▶ [Data listing]
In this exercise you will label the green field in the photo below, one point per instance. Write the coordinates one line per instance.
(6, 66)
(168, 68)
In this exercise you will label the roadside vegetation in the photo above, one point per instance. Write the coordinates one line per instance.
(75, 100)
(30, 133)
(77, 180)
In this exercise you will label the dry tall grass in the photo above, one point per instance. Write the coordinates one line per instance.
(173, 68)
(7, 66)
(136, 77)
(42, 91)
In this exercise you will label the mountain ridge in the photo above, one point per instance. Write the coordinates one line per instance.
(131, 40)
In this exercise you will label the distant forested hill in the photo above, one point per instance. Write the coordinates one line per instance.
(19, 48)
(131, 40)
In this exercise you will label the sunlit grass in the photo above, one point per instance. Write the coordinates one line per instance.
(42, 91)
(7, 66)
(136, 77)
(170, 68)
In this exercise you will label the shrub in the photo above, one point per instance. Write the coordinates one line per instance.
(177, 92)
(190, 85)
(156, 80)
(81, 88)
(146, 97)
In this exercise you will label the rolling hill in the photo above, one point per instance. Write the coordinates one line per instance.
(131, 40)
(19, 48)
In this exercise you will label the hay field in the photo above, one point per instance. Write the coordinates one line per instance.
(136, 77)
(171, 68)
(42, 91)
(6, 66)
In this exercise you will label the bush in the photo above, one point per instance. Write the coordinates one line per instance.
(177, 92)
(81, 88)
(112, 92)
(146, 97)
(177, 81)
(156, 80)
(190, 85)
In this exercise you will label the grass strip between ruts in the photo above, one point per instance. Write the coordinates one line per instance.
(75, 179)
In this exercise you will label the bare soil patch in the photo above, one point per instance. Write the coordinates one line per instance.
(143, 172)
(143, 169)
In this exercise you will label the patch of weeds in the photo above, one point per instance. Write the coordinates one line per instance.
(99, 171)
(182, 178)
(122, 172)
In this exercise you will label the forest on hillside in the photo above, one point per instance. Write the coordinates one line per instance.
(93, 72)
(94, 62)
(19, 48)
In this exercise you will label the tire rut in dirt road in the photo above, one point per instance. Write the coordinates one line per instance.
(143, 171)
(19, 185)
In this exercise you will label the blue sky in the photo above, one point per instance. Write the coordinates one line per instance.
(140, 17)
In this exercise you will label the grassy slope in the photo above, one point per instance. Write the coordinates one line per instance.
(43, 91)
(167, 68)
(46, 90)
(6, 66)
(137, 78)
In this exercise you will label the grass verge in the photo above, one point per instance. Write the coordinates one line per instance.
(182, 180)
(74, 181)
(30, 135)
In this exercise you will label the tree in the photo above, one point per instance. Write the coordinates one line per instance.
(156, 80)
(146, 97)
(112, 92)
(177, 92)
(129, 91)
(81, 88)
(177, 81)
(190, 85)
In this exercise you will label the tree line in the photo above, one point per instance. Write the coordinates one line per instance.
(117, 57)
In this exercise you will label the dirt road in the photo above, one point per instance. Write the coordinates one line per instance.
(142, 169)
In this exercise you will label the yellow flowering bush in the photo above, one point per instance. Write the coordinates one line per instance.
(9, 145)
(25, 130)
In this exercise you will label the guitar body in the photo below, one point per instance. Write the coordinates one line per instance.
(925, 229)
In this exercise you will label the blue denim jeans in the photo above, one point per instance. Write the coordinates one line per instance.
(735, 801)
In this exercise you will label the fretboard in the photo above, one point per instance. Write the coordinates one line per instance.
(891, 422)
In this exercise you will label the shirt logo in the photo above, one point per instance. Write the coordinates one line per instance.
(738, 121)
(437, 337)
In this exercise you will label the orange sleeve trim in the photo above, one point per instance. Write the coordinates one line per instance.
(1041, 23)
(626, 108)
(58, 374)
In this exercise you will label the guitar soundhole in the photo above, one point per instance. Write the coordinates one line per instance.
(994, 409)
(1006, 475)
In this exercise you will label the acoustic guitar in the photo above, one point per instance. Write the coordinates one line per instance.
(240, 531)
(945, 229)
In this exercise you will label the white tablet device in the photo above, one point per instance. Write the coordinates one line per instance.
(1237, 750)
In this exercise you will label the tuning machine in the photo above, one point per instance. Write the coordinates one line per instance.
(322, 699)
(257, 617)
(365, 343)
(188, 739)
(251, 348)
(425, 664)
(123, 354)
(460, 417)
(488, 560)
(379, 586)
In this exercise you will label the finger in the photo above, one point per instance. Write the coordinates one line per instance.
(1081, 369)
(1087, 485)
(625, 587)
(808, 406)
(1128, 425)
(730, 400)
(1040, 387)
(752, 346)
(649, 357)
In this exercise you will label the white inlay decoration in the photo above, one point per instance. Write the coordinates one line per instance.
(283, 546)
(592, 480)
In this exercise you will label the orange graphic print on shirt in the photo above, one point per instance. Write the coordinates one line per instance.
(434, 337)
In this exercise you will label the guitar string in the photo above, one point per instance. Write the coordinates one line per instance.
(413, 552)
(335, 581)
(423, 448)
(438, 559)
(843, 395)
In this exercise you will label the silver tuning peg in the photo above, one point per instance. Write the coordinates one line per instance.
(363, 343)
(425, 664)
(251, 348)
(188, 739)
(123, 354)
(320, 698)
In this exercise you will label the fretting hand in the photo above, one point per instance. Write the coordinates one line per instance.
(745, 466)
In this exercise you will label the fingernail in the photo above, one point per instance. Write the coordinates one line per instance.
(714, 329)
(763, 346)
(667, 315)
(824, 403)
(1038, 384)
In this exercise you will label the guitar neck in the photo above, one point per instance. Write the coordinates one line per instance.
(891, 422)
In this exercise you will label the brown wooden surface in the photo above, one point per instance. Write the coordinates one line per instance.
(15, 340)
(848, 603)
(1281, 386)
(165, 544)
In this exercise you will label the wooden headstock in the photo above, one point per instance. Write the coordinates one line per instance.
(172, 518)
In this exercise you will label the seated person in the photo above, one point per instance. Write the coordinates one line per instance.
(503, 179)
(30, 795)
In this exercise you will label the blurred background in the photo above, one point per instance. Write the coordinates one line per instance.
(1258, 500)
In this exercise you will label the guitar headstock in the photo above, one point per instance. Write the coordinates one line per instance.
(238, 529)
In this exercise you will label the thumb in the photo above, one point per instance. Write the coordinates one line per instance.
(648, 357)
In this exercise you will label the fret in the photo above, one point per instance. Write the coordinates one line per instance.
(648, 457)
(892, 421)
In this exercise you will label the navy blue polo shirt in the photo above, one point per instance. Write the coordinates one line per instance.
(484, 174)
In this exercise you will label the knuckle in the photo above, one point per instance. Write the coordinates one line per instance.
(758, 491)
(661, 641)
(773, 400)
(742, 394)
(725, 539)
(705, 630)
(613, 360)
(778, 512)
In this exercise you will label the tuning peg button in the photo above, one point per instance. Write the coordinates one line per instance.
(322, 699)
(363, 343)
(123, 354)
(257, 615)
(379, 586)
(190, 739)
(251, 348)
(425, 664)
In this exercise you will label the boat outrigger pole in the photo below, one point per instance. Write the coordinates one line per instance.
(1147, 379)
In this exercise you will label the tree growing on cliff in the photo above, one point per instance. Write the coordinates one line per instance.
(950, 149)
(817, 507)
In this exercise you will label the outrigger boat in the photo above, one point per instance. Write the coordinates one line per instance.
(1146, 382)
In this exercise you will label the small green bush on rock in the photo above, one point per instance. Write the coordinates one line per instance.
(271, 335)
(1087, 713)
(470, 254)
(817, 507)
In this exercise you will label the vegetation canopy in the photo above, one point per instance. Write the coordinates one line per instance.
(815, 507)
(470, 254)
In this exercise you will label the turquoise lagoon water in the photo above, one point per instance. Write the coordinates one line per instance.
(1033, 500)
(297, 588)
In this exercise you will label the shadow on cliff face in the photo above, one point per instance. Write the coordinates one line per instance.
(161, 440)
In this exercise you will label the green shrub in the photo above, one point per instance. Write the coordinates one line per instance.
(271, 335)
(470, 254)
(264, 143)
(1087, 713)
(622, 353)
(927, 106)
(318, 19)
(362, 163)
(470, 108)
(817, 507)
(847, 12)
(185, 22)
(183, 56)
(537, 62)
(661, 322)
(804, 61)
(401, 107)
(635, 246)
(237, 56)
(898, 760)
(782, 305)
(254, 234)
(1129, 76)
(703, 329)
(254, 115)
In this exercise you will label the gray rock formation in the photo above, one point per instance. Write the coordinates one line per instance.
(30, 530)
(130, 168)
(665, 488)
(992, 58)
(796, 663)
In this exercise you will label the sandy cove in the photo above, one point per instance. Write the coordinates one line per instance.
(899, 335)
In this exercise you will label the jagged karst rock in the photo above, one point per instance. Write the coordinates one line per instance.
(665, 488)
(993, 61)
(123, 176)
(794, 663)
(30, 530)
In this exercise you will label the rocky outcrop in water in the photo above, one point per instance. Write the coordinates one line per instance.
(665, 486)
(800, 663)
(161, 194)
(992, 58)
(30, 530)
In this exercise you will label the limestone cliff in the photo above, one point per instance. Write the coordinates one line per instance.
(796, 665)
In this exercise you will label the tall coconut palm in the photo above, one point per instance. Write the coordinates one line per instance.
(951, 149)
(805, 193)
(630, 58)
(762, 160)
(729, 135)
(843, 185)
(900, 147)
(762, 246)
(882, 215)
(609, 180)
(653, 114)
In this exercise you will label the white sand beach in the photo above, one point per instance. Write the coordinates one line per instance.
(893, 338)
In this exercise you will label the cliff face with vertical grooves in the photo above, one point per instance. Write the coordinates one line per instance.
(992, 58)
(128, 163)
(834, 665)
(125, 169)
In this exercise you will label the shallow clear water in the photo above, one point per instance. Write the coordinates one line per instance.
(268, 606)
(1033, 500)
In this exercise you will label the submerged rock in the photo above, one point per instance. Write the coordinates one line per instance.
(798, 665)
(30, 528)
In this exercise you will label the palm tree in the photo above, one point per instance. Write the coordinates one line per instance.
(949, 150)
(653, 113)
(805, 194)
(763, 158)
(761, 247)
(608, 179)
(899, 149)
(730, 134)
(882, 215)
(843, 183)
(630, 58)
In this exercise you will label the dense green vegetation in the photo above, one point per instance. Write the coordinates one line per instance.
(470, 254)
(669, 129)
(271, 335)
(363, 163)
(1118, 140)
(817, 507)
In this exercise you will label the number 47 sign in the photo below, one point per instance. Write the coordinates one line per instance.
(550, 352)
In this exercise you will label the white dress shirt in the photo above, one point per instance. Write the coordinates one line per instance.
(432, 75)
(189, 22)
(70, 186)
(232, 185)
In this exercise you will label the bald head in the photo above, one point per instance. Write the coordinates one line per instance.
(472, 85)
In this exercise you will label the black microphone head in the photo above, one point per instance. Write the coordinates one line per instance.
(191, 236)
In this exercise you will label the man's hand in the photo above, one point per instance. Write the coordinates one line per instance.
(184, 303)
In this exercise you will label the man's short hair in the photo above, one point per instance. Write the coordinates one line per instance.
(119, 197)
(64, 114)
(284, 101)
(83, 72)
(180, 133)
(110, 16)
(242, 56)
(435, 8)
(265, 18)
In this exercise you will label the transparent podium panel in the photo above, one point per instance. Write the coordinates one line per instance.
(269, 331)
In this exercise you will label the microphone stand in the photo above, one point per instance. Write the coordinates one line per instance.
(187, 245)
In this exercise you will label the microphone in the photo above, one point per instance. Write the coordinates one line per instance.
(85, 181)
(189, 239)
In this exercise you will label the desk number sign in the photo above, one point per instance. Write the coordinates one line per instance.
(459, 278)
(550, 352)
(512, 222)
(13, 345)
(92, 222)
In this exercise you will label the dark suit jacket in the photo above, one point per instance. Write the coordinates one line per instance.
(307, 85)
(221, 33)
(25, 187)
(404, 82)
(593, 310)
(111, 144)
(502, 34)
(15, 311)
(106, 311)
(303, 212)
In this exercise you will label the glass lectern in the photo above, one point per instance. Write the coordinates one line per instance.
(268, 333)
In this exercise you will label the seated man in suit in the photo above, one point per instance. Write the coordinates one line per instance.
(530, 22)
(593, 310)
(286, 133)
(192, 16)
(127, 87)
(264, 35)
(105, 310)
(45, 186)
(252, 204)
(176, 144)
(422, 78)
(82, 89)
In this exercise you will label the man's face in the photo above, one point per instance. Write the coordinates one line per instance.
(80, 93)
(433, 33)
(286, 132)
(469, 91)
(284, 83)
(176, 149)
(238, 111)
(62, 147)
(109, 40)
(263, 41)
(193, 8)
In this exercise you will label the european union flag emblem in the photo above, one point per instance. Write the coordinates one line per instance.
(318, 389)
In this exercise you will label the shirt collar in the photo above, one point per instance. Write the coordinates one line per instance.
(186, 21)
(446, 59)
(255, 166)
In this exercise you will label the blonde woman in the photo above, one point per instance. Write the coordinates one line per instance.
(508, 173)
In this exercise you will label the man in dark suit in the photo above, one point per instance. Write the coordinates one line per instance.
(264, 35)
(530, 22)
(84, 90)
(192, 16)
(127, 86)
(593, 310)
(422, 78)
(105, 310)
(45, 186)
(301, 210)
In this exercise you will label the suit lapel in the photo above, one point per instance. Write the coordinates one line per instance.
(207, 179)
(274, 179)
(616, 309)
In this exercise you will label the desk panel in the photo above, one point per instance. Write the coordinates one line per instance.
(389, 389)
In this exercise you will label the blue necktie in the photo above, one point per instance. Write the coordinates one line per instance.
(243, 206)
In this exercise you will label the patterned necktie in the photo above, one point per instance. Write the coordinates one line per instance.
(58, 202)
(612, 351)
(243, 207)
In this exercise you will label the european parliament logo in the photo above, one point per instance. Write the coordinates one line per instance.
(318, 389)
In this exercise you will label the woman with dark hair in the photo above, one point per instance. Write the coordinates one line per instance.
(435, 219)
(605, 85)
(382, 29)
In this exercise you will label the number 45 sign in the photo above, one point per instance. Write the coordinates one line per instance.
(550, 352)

▶ [Directions] Return, unchanged, each line from the line containing "In this exercise you will label the patterned" through the last line of the material.

▶ [Answer in full]
In this exercise you will label the patterned necktie in the photo above, one point per instance. Write the coordinates one line per instance.
(58, 202)
(612, 351)
(243, 207)
In this exercise you will label the european parliament logo in the photo above, one point per instance. Write the coordinates one line per instance.
(318, 389)
In this exercise you will label the woman with dark hair in the photo above, one point per instance. Write the coordinates one line per instance.
(435, 219)
(605, 85)
(382, 29)
In this exercise you will label the number 45 sign in the photo above, one point per instance. Write the coordinates one line per instance.
(550, 352)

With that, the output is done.